*** Selected extract ***

The purpose of this paper is to investigate the influence of religion on the effectiveness of product packages in attracting customers’ attention, and forming their attitudes, preferences, and buying decisions. In other words, the study aims at finding out how do Muslims respond to product packages including elements believed to disagree with the Islamic values, in this study referred to as “contentious packages.”

Design/methodology/approach

To test the five hypotheses, the study recruited 300 young Muslims in Bahrain, chosen from the population of 14,000 students of the University of Bahrain aged between 20 and 25, 26 percent male and 74 percent female. The primary data were collected through personal interviews with the selected sample, using a specially designed questionnaire. The questionnaire included ten questions covering two personal questions for age and gender and eight other questions attempting to find out Muslims’ responses to contentious packages in terms of attention, attitudes, buying intention, company image, and word-of-mouth.

Findings

Findings indicate that use of contentious packaging runs a high risk of tarnishing a company’s reputation and appeal. Muslims who live by Shari’a and the dictates of the Kuran will consider such companies to be promoters of fornication, and will therefore boycott such companies in order to prevent them from corrupting the purity and piety of the community. If advertising firms continue to fail in recognizing the profundity of these beliefs within Muslim communities, both their fiscal success and reputation run the risk of suffering substantial damage.

*** Data segment ***

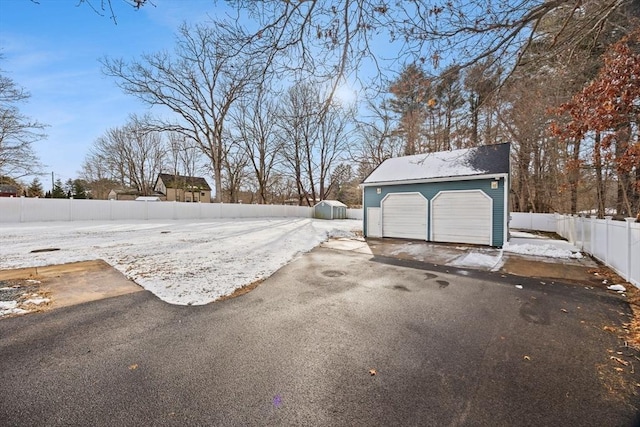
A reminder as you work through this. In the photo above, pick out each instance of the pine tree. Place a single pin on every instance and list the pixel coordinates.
(411, 95)
(79, 189)
(35, 188)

***

To be done:
- a) State whether each statement agrees with the abstract on religion and product packaging, and support each yes or no with the deciding words quoted exactly: (i) the study recruited 300 young Muslims in Bahrain; (ii) the questionnaire contained twelve questions; (iii) most of the participants were male.
- b) Echo the abstract on religion and product packaging word for word, starting at "Design/methodology/approach" and ending at "image, and word-of-mouth.".
The listing comes from a separate source and is unrelated to the abstract.

Results in order:
- a)
(i) Yes: "the study recruited 300 young Muslims in Bahrain"
(ii) No: "The questionnaire included ten questions"
(iii) No: "26 percent male and 74 percent female"

- b)
Design/methodology/approach

To test the five hypotheses, the study recruited 300 young Muslims in Bahrain, chosen from the population of 14,000 students of the University of Bahrain aged between 20 and 25, 26 percent male and 74 percent female. The primary data were collected through personal interviews with the selected sample, using a specially designed questionnaire. The questionnaire included ten questions covering two personal questions for age and gender and eight other questions attempting to find out Muslims’ responses to contentious packages in terms of attention, attitudes, buying intention, company image, and word-of-mouth.